[Point-based annotation data]
[start]
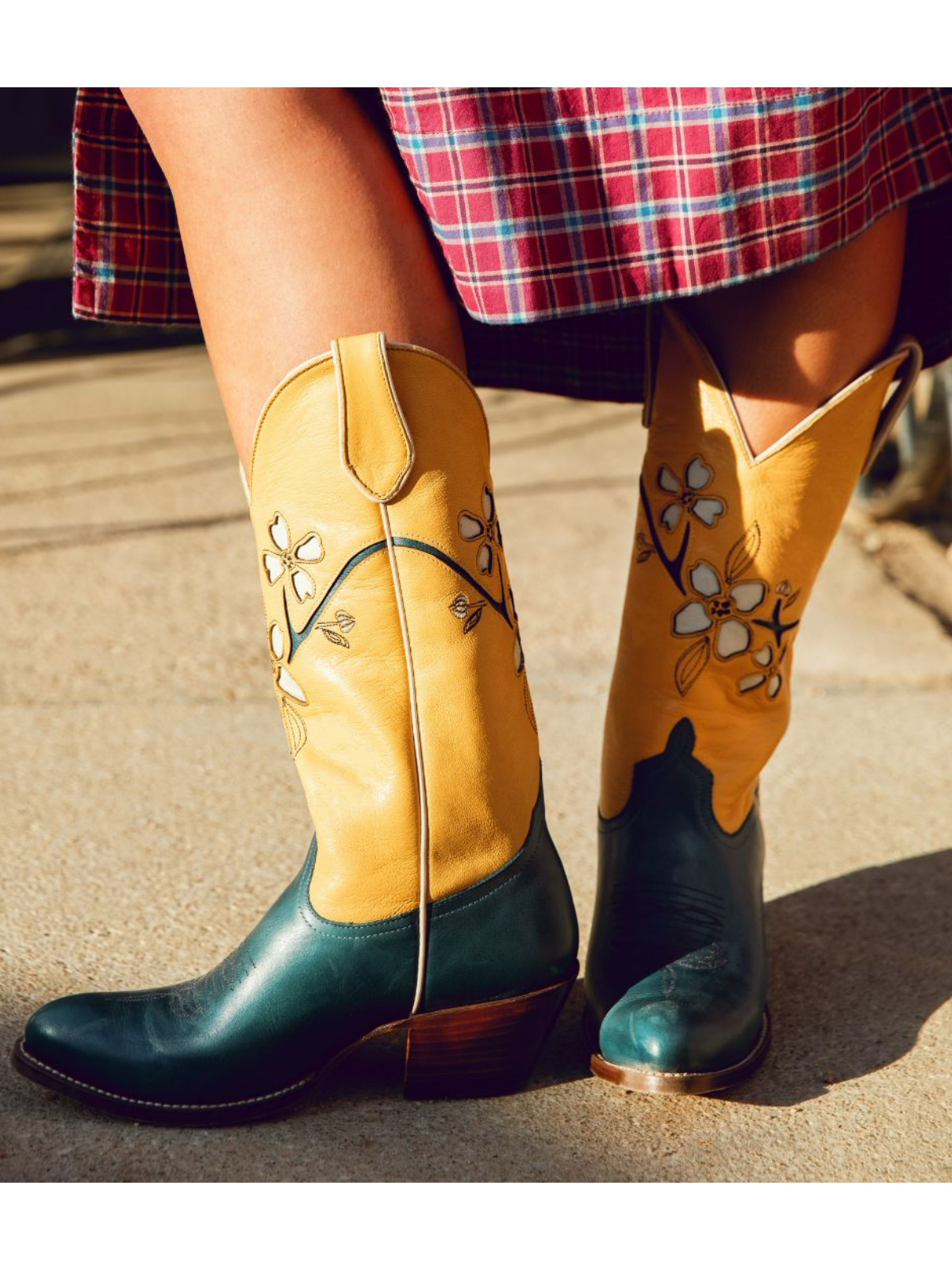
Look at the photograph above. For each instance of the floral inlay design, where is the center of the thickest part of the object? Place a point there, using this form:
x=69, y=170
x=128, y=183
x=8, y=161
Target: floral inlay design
x=287, y=559
x=768, y=677
x=467, y=611
x=283, y=679
x=484, y=530
x=687, y=495
x=289, y=689
x=721, y=609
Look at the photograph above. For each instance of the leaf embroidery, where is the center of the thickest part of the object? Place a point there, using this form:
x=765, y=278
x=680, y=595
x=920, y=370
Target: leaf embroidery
x=691, y=664
x=743, y=554
x=294, y=728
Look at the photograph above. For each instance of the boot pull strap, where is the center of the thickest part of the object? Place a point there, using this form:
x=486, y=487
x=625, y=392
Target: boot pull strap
x=376, y=448
x=895, y=406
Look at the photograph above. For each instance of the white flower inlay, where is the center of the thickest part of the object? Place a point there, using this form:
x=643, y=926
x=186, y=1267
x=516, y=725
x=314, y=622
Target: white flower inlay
x=484, y=530
x=770, y=677
x=687, y=495
x=717, y=610
x=287, y=559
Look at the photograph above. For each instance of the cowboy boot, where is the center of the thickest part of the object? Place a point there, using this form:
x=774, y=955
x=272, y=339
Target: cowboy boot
x=727, y=548
x=432, y=899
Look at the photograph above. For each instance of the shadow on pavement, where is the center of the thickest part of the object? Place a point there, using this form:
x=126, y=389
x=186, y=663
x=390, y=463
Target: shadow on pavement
x=860, y=964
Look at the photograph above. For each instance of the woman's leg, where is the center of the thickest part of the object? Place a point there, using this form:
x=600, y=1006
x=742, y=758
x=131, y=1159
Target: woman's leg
x=727, y=548
x=393, y=639
x=786, y=343
x=298, y=229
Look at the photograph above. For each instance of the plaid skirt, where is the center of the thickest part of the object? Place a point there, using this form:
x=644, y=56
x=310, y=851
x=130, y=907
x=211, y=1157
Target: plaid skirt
x=562, y=213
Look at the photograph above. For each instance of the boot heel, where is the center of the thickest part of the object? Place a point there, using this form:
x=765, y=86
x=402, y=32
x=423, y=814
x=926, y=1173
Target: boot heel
x=479, y=1051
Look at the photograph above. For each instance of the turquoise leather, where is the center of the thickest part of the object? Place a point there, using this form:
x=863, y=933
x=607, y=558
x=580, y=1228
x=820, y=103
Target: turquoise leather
x=300, y=990
x=677, y=967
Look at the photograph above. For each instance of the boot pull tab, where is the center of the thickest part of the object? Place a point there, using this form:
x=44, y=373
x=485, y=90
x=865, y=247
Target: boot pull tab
x=376, y=448
x=913, y=353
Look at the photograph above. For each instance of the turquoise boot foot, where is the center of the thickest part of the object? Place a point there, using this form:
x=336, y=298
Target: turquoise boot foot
x=677, y=969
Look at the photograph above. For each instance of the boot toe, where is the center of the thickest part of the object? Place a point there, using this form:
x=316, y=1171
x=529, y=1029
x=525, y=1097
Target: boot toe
x=65, y=1035
x=659, y=1037
x=685, y=1019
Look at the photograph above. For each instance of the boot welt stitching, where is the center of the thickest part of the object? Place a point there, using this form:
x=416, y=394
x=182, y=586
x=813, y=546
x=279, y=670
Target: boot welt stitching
x=171, y=1106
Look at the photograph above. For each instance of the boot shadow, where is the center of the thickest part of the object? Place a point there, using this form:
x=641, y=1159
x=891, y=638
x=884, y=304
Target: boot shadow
x=860, y=963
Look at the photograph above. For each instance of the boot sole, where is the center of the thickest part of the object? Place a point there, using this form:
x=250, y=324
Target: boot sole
x=644, y=1081
x=480, y=1051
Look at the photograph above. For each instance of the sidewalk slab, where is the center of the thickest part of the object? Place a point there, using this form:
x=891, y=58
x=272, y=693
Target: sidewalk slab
x=152, y=812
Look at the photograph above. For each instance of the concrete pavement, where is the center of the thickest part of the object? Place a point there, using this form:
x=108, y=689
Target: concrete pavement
x=150, y=812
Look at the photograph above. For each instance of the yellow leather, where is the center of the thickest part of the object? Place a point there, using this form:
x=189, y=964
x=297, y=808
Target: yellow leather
x=353, y=737
x=780, y=514
x=374, y=441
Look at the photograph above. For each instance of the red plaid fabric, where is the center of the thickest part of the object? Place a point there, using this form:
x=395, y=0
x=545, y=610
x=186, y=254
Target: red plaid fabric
x=569, y=201
x=556, y=209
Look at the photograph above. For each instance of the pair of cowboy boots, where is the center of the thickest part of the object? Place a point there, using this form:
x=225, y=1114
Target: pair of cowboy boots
x=432, y=899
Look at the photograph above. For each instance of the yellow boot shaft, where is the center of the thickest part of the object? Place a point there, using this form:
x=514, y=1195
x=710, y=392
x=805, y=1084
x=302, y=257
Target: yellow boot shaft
x=727, y=552
x=391, y=628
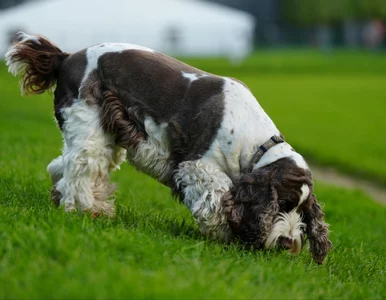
[end]
__WORK TO COMPLETE__: Copy out every item above word for word, with nothing changed. Leave the pictures out of your answer.

__COMPLETED TASK__:
Look at the photograph above. For each instance of the floral inlay design, where is the center of the thickest part of the object? Place a point there, using this form:
x=69, y=170
x=128, y=183
x=8, y=161
Target: floral inlay design
x=287, y=559
x=768, y=677
x=467, y=611
x=283, y=679
x=484, y=530
x=687, y=495
x=289, y=689
x=721, y=609
Look at the photograph above. For each instance of the leaf embroidery, where is the center of the thickest part of the object? Place a point there, using this form:
x=765, y=278
x=680, y=595
x=920, y=370
Target: leaf embroidery
x=691, y=664
x=743, y=554
x=294, y=728
Look at the photograph above. For each instance of the boot pull strap, where is the center of the thickest part of the object? Place a point there, using this form:
x=486, y=487
x=625, y=392
Target: boot pull strap
x=376, y=448
x=895, y=406
Look at the photograph above. For each instance of the white flower inlay, where is the center of the thickest part of the object? Place a point there, using this form:
x=643, y=926
x=186, y=1267
x=516, y=725
x=314, y=622
Target: white flower inlay
x=484, y=530
x=770, y=677
x=687, y=495
x=717, y=610
x=287, y=559
Look at the photograph above. For each instance of the cowboy boot, where is the center of the thickest part of the object? Place a point there, using this form:
x=774, y=955
x=272, y=339
Target: cowboy boot
x=727, y=548
x=432, y=899
Look at the photograph above. For each instance of the shadow on pavement, where is the center of the thickest part of the object? Place a point there, using this form:
x=126, y=389
x=186, y=663
x=390, y=463
Target: shadow on pavement
x=860, y=964
Look at the photograph above. For each instance of the woman's leg, where is the center of the thickest part of the object? Place a point there, using this form:
x=600, y=1006
x=742, y=758
x=131, y=1159
Target: woman's leg
x=727, y=548
x=393, y=639
x=786, y=343
x=298, y=229
Look at the photograph above. For each instance of the plaid skirt, where is the center of the thickest part of the object? Place a point there, using this form:
x=644, y=56
x=310, y=851
x=130, y=907
x=211, y=1157
Target: plaid skirt
x=562, y=213
Look at the photograph above. For each instance of the boot heel, where is the center of the thickest part of the object? Place a point there, using this form:
x=765, y=86
x=402, y=32
x=423, y=814
x=926, y=1173
Target: boot heel
x=479, y=1051
Look at the photograph above. For each instance of the turquoise leather, where is the center of the thickest part of the object? Place a point there, using this form:
x=863, y=933
x=607, y=558
x=580, y=1228
x=820, y=103
Target: turquoise leather
x=300, y=990
x=677, y=967
Look at the photograph above. For each instance of the boot pull tab, where is the center of the thickest part of the object? Place a point there, using this form:
x=44, y=373
x=485, y=90
x=865, y=247
Target: boot pull tab
x=376, y=448
x=913, y=353
Look at the photograph above. For each instance of the turquoise boot foot, where is the center of the thickest part of the object? Place a point there, using this form:
x=336, y=298
Target: turquoise boot foot
x=677, y=969
Look at the photograph above. For each instance of the boot toe, where is the center of the thickest part of the object? Place a point there, using this form:
x=316, y=1171
x=529, y=1029
x=525, y=1097
Target: boot toe
x=65, y=1035
x=659, y=1037
x=685, y=1019
Look at the photograph above. For each instance of the boot welt stitching, where is the center of the thickest part of the object? Place a point there, using this form:
x=416, y=394
x=182, y=586
x=813, y=546
x=279, y=670
Target: boot welt stitching
x=171, y=1106
Look at the photograph above. For each instance of the boot shadow, where is the center of the thickest part of the object? Place a point there, using this form:
x=641, y=1159
x=891, y=638
x=884, y=304
Target: boot shadow
x=860, y=963
Look at the photograph above. For each instance of the boot sole, where is the center of the thickest part of the object? Place a point there, using this form:
x=250, y=324
Target: boot sole
x=644, y=1081
x=480, y=1051
Look at the photograph above. For each instance of the sidewalk slab, where is the center of the thickest part of the object? Place a point there, using this form:
x=891, y=58
x=272, y=693
Target: sidewalk slab
x=152, y=812
Look at the photograph above. For each instance of the concrete pavement, where is the center of the thickest part of the object? Place a point there, using this form:
x=108, y=689
Target: concrete pavement
x=150, y=812
Look at the photograph above. For each instance of the yellow leather, where is the center of the thickest part of the object? Place a point there, using this form:
x=189, y=964
x=297, y=808
Target: yellow leather
x=353, y=737
x=780, y=514
x=374, y=441
Look at the photograph above. For each instance of the red plaid fabric, where is the center of the thickest part of the object? Place a point there, using this form:
x=395, y=0
x=545, y=610
x=186, y=254
Target: red plaid fabric
x=569, y=201
x=556, y=209
Look at the photograph above. For each instance of the pair of cowboy boots, where is the center of the thickest part of the object? Place a point there, using this form:
x=225, y=1114
Target: pair of cowboy boots
x=432, y=899
Look at the photograph above. For each instance of the yellow boot shaft, where is the center of the thickest part of the object? Place a point there, using this form:
x=514, y=1195
x=710, y=392
x=805, y=1084
x=302, y=257
Target: yellow boot shaft
x=727, y=552
x=391, y=628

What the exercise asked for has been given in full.